Provide an exact reproduction of every entry.

◆ Data ◆
----------------------------------------

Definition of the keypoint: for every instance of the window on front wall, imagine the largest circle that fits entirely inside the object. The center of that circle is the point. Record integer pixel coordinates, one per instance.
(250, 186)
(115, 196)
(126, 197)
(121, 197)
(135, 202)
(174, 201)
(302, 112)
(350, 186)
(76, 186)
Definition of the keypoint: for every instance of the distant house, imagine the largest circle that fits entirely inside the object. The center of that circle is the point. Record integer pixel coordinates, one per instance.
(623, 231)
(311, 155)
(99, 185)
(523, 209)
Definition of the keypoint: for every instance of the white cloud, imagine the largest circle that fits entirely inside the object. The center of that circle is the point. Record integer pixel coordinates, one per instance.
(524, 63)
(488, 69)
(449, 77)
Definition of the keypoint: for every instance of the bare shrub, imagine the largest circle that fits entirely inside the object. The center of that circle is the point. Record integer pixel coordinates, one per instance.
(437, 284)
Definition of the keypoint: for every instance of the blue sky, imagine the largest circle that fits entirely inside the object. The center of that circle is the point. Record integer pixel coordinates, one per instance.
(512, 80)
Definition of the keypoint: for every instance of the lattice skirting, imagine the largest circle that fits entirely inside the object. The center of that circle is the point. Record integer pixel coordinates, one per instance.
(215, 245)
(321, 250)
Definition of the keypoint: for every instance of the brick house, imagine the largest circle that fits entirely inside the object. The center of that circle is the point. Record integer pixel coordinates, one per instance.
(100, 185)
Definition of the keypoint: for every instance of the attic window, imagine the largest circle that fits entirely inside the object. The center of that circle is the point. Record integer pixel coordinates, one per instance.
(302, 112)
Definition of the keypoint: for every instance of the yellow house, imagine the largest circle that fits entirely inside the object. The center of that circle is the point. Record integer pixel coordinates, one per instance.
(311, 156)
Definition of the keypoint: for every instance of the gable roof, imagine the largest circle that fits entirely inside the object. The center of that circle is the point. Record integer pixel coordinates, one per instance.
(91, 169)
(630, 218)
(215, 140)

----------------------------------------

◆ Answer to this exercise ◆
Definition of the keypoint: for every instance of the window on front wall, imagine the largest circle that fits entirely inside the object. The center of that circle is the point. Record integer pixel coordinates, one per instance.
(250, 186)
(115, 196)
(126, 197)
(121, 197)
(135, 202)
(174, 201)
(302, 112)
(350, 186)
(76, 186)
Definition of the keypoint: for every instance of the distant house, imagine the largest circle that fits entirely inside the object. The center of that circle is the point. Record integer pixel coordinates, one per instance.
(623, 231)
(311, 155)
(99, 185)
(523, 209)
Definition of the keypoint: for every instance of the white cloud, imagine the largest circle that fits entirely inside the object. The center of that circle is the point. Record integer pixel coordinates, one per instance.
(524, 63)
(488, 69)
(449, 77)
Definition of the keypoint: for every instance of the bare shrub, imagine the largest circle that fits entirely inside the object. The center of that circle is the point. Record integer pixel coordinates, one per instance.
(437, 284)
Definition of the keypoint: for every instance of the blue sky, imagine the largest circle that fits entirely inside the object. The center of that circle is the point. Record integer pixel coordinates, one per instance.
(512, 80)
Definition of the keypoint: for every instance of the lattice skirting, imagine the largest circle that fits entirely inside the object. The center of that circle is the point. Record integer pixel coordinates, one per instance.
(215, 245)
(321, 250)
Definition of the keypoint: for every instance of the brick house, imagine the largest circle that fits entirely inside the object. The center of that circle is the point. Record integer pixel coordinates, one per instance.
(100, 185)
Definition of the keypoint: for every instance of the attic window, imagine the largest circle that fits entirely inside the object. The center of that circle is the point. Record integer pixel coordinates, one per instance.
(302, 112)
Definition of the keypoint: for every instance of the yellow house, imagine the largest circle that fits entirely inside the object. The center of that circle is the point. Record integer pixel coordinates, one per instance.
(311, 156)
Definition of the keypoint: for every instance of the gable roof, imagine the largest circle that fits entirely inside the object. The center of that circle is the point. Record integer pixel coordinates, one per instance.
(91, 169)
(630, 218)
(215, 140)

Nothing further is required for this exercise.